### What is being asked
Show every line of the data below that includes the word "only".

### Material to process
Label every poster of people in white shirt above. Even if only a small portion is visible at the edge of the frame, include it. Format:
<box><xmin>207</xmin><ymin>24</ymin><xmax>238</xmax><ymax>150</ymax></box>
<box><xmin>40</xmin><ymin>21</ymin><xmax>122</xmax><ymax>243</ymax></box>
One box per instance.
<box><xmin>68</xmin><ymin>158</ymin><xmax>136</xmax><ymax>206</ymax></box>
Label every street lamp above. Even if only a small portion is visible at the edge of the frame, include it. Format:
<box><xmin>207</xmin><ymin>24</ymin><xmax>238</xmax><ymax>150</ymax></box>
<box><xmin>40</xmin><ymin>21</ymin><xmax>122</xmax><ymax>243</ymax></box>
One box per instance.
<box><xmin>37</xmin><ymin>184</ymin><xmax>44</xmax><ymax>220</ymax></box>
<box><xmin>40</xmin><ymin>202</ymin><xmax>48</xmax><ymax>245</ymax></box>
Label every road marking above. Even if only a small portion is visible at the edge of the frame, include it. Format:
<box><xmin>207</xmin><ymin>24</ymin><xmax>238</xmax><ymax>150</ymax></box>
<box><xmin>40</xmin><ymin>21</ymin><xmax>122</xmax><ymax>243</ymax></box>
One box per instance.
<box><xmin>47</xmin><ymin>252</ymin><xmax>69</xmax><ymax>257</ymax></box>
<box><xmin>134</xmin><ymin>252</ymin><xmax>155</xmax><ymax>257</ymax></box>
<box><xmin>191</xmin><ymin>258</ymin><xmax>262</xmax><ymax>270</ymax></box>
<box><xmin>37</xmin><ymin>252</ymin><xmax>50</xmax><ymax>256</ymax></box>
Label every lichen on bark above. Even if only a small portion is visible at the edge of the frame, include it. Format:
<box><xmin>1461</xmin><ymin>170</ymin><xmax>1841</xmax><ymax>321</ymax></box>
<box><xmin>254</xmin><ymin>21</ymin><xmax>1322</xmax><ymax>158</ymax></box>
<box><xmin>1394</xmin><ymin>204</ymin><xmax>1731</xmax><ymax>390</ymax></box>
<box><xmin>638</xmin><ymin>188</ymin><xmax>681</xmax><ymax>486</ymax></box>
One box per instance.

### Your response
Label every poster of people in white shirt above. Even if only a small portion is visible at the edge of the frame, include it. Format:
Label every street lamp above. Even if only a small portion is visible at the edge of the frame, include it. Format:
Label every road marking above. Even if only a small portion is visible at the edge of the frame, include it. Format:
Label every lichen on bark above. Even if only a small portion is visible at the edge of the frame, include it. Format:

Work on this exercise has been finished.